THE RECORDS:
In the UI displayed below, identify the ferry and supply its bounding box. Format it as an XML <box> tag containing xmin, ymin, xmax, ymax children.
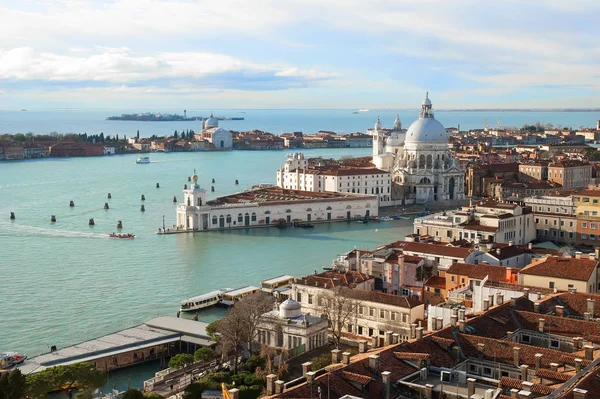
<box><xmin>179</xmin><ymin>288</ymin><xmax>231</xmax><ymax>312</ymax></box>
<box><xmin>0</xmin><ymin>352</ymin><xmax>27</xmax><ymax>370</ymax></box>
<box><xmin>221</xmin><ymin>285</ymin><xmax>260</xmax><ymax>306</ymax></box>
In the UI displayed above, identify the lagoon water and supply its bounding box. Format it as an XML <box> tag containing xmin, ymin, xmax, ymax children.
<box><xmin>0</xmin><ymin>148</ymin><xmax>412</xmax><ymax>356</ymax></box>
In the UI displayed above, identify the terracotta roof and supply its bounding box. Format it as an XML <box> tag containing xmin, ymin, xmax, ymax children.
<box><xmin>500</xmin><ymin>377</ymin><xmax>554</xmax><ymax>395</ymax></box>
<box><xmin>446</xmin><ymin>263</ymin><xmax>508</xmax><ymax>281</ymax></box>
<box><xmin>388</xmin><ymin>241</ymin><xmax>473</xmax><ymax>259</ymax></box>
<box><xmin>520</xmin><ymin>256</ymin><xmax>598</xmax><ymax>281</ymax></box>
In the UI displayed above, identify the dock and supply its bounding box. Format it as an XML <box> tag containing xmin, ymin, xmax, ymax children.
<box><xmin>18</xmin><ymin>316</ymin><xmax>214</xmax><ymax>375</ymax></box>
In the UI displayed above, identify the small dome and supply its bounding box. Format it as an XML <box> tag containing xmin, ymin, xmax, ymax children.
<box><xmin>204</xmin><ymin>112</ymin><xmax>219</xmax><ymax>129</ymax></box>
<box><xmin>375</xmin><ymin>118</ymin><xmax>382</xmax><ymax>130</ymax></box>
<box><xmin>279</xmin><ymin>299</ymin><xmax>302</xmax><ymax>319</ymax></box>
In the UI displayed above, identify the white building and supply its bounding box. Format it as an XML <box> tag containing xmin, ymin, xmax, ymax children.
<box><xmin>176</xmin><ymin>174</ymin><xmax>378</xmax><ymax>231</ymax></box>
<box><xmin>256</xmin><ymin>299</ymin><xmax>329</xmax><ymax>357</ymax></box>
<box><xmin>200</xmin><ymin>112</ymin><xmax>233</xmax><ymax>150</ymax></box>
<box><xmin>373</xmin><ymin>96</ymin><xmax>465</xmax><ymax>204</ymax></box>
<box><xmin>277</xmin><ymin>153</ymin><xmax>393</xmax><ymax>206</ymax></box>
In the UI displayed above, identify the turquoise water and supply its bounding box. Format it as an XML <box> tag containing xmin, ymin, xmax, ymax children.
<box><xmin>0</xmin><ymin>149</ymin><xmax>412</xmax><ymax>356</ymax></box>
<box><xmin>0</xmin><ymin>108</ymin><xmax>600</xmax><ymax>137</ymax></box>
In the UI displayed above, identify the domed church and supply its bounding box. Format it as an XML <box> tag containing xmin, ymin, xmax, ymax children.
<box><xmin>373</xmin><ymin>94</ymin><xmax>465</xmax><ymax>204</ymax></box>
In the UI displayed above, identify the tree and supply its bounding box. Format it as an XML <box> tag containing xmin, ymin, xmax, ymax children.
<box><xmin>122</xmin><ymin>388</ymin><xmax>144</xmax><ymax>399</ymax></box>
<box><xmin>194</xmin><ymin>346</ymin><xmax>215</xmax><ymax>362</ymax></box>
<box><xmin>0</xmin><ymin>369</ymin><xmax>26</xmax><ymax>399</ymax></box>
<box><xmin>169</xmin><ymin>353</ymin><xmax>194</xmax><ymax>369</ymax></box>
<box><xmin>317</xmin><ymin>286</ymin><xmax>360</xmax><ymax>349</ymax></box>
<box><xmin>26</xmin><ymin>363</ymin><xmax>106</xmax><ymax>398</ymax></box>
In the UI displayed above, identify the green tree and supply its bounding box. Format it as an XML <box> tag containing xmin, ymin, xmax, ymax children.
<box><xmin>194</xmin><ymin>346</ymin><xmax>215</xmax><ymax>362</ymax></box>
<box><xmin>26</xmin><ymin>363</ymin><xmax>106</xmax><ymax>399</ymax></box>
<box><xmin>0</xmin><ymin>369</ymin><xmax>25</xmax><ymax>399</ymax></box>
<box><xmin>169</xmin><ymin>353</ymin><xmax>194</xmax><ymax>369</ymax></box>
<box><xmin>123</xmin><ymin>388</ymin><xmax>144</xmax><ymax>399</ymax></box>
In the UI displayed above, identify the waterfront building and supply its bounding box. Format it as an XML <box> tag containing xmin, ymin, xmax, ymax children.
<box><xmin>373</xmin><ymin>95</ymin><xmax>465</xmax><ymax>204</ymax></box>
<box><xmin>524</xmin><ymin>191</ymin><xmax>576</xmax><ymax>244</ymax></box>
<box><xmin>276</xmin><ymin>153</ymin><xmax>392</xmax><ymax>206</ymax></box>
<box><xmin>200</xmin><ymin>112</ymin><xmax>233</xmax><ymax>150</ymax></box>
<box><xmin>414</xmin><ymin>200</ymin><xmax>536</xmax><ymax>244</ymax></box>
<box><xmin>292</xmin><ymin>272</ymin><xmax>425</xmax><ymax>344</ymax></box>
<box><xmin>255</xmin><ymin>299</ymin><xmax>329</xmax><ymax>358</ymax></box>
<box><xmin>176</xmin><ymin>174</ymin><xmax>378</xmax><ymax>231</ymax></box>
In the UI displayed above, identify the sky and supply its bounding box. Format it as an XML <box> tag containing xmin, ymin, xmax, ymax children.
<box><xmin>0</xmin><ymin>0</ymin><xmax>600</xmax><ymax>111</ymax></box>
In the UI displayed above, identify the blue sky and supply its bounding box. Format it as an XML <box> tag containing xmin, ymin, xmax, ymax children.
<box><xmin>0</xmin><ymin>0</ymin><xmax>600</xmax><ymax>110</ymax></box>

WORK REQUIRED: Pick out every line of the material above that contains the string "tree" and copy each of those lines. Treat uppercase and lowercase as different.

EXERCISE RESPONSE:
In the UI displayed above, identify the tree and supply its bounding box. Format it as an XML <box> tag containing xmin, ymin, xmax, ymax children.
In the UI displayed above, identify the green tree and supply its bounding box. Format it as an XML <box> tag containing xmin, ymin, xmax, ymax children.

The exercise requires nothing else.